_YOUR TASK_: Below are some records; reproduce every one of them exactly.

_DATA FOR ANALYSIS_:
-.-.-
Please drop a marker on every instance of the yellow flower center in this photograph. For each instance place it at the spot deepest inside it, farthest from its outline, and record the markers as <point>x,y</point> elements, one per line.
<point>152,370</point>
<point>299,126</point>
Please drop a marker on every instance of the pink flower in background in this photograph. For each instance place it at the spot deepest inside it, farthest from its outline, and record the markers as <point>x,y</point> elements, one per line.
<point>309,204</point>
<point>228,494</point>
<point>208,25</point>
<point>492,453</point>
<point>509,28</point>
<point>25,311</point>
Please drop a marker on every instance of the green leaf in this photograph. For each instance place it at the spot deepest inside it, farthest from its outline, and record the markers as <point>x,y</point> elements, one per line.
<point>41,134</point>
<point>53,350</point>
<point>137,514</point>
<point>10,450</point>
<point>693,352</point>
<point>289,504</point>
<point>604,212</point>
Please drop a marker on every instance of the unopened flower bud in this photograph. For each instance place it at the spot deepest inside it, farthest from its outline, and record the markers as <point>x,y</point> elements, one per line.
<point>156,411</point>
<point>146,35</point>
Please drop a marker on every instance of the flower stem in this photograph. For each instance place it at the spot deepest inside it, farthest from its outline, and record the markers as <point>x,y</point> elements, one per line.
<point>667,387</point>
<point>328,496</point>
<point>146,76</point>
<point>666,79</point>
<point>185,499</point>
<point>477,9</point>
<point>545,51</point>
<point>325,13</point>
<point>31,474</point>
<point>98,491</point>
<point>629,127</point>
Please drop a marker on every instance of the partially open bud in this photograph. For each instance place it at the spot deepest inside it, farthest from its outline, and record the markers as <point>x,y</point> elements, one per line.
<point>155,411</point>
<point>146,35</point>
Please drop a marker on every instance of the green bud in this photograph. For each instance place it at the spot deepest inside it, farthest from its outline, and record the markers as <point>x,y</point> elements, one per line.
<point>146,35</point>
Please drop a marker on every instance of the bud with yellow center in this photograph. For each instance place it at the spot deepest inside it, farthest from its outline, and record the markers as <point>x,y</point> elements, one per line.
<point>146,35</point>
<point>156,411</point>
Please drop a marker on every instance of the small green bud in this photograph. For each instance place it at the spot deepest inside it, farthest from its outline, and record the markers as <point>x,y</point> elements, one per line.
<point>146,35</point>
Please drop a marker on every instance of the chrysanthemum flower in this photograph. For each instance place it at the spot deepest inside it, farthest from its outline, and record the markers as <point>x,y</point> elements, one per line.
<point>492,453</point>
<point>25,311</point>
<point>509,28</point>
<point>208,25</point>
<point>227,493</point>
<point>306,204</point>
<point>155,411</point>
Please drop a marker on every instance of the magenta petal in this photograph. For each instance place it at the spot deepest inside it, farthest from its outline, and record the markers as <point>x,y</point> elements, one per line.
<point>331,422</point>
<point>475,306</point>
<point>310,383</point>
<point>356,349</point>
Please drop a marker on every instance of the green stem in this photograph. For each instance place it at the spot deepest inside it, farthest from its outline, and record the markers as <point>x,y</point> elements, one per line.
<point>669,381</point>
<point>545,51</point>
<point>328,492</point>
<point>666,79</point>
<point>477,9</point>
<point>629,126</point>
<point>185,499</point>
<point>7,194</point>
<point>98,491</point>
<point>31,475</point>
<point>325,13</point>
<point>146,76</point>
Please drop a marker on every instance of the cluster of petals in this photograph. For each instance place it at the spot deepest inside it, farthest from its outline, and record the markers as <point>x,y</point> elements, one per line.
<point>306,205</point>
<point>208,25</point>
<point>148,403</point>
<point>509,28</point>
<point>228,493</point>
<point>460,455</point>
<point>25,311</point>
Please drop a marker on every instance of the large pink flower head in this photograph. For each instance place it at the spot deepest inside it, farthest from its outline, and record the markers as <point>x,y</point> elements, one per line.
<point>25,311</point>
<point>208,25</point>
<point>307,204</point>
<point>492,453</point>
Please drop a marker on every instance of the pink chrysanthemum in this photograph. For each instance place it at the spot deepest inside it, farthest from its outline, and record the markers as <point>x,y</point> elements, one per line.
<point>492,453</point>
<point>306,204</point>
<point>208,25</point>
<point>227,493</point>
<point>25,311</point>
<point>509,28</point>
-.-.-
_EXPECTED OUTPUT_:
Please drop a marker on every instance of the yellow flower center in this photograph. For each instance place it at the spot deepest inside it, farthest from its outline, and record the markers as <point>x,y</point> elements, one per line.
<point>152,370</point>
<point>299,126</point>
Please drop a marker on every instance of the pink flower in background in this photograph. For each instance place it at the spot deepest inside it, farthest from its outline, and record the markers as <point>x,y</point> elements, one per line.
<point>309,204</point>
<point>228,494</point>
<point>208,25</point>
<point>492,453</point>
<point>509,28</point>
<point>25,311</point>
Please drop a marker on every instance of the green leaf in this photograph. For each instance place it at the spot deepest inside it, farthest from its outline, and record the markers as <point>x,y</point> elements, one per line.
<point>41,134</point>
<point>53,350</point>
<point>137,514</point>
<point>10,450</point>
<point>693,352</point>
<point>289,504</point>
<point>604,212</point>
Please drop a marker on every instance of the unopened flower bud in this photograph. For each instance place it at the spot deepest inside it, farthest from its outline, and record the markers as <point>x,y</point> elements, one per line.
<point>156,411</point>
<point>146,35</point>
Please drop a marker on every instance of the flower stem in this photograph. For each instance place it at the spot deepest inside it, farthest from its outline, and record the markers as <point>x,y</point> elements, one per line.
<point>667,387</point>
<point>328,496</point>
<point>146,76</point>
<point>666,79</point>
<point>185,499</point>
<point>477,9</point>
<point>545,51</point>
<point>325,13</point>
<point>31,474</point>
<point>98,491</point>
<point>629,127</point>
Please drop a marker on every instance of the partially open bud in this photograph. For each instance place it at the spot deepest inside it, farthest from its outline, and record the markers as <point>x,y</point> elements, one per line.
<point>155,411</point>
<point>146,35</point>
Please drop a marker on every instance of the green bud in this photograph. For each instance place it at the spot deepest inside it, farthest from its outline, and record the markers as <point>x,y</point> elements, one per line.
<point>146,35</point>
Please drop a marker on every instance of the bud with yellow center in this photograph. For each instance place it at the spot deepest inside it, farthest from its outline, and record the markers as <point>x,y</point> elements, one per line.
<point>146,35</point>
<point>156,411</point>
Please drop a marker on every instance of the small green bud in this photograph. For each instance place it at the spot deepest inside it, farthest from its outline, and record the markers as <point>x,y</point> elements, one per line.
<point>146,35</point>
Please drop a marker on every instance of the chrysanthemum flower in this photograph. For each instance place it at the spot deepest inside it, farthest from its outline, and record the markers as <point>x,y</point> elements, one per line.
<point>492,453</point>
<point>25,311</point>
<point>509,28</point>
<point>208,25</point>
<point>227,493</point>
<point>306,204</point>
<point>155,411</point>
Please drop a marker on every instance of the magenta petal in this photograph. For each instance place it at the spot deepest inside it, farthest from its outline, and record the markers as <point>x,y</point> elements, one per line.
<point>331,422</point>
<point>475,306</point>
<point>310,383</point>
<point>356,349</point>
Please drop a marker on every instance of the green stem in this photograph. For each instance place it at the spot deepest inside it, farthest from its outline, and record the markers as <point>x,y</point> elements, one per line.
<point>669,381</point>
<point>545,51</point>
<point>328,492</point>
<point>666,79</point>
<point>477,9</point>
<point>629,126</point>
<point>185,499</point>
<point>7,194</point>
<point>98,491</point>
<point>31,475</point>
<point>325,13</point>
<point>146,76</point>
Please drop a marker on every instance of the cluster of petals in this photograph. For each instance place it at the spot deepest inside it, farthest from its outline, and record the markers as <point>x,y</point> elements, one per line.
<point>306,205</point>
<point>208,25</point>
<point>148,403</point>
<point>509,28</point>
<point>228,493</point>
<point>460,455</point>
<point>25,311</point>
Please drop a marker on every instance of the large pink flower head in this photograph. For each instance place it at the spot deepest inside it, farthest from its outline, and record the markers as <point>x,y</point> elements, one per line.
<point>25,311</point>
<point>208,25</point>
<point>307,204</point>
<point>492,453</point>
Please drop a marker on every instance of the pink chrysanthemum in this photograph. For each instance place it at the spot deepest inside it, farthest from its outline, and record the markers as <point>x,y</point> elements, one per line.
<point>492,453</point>
<point>306,204</point>
<point>208,25</point>
<point>227,493</point>
<point>25,311</point>
<point>509,28</point>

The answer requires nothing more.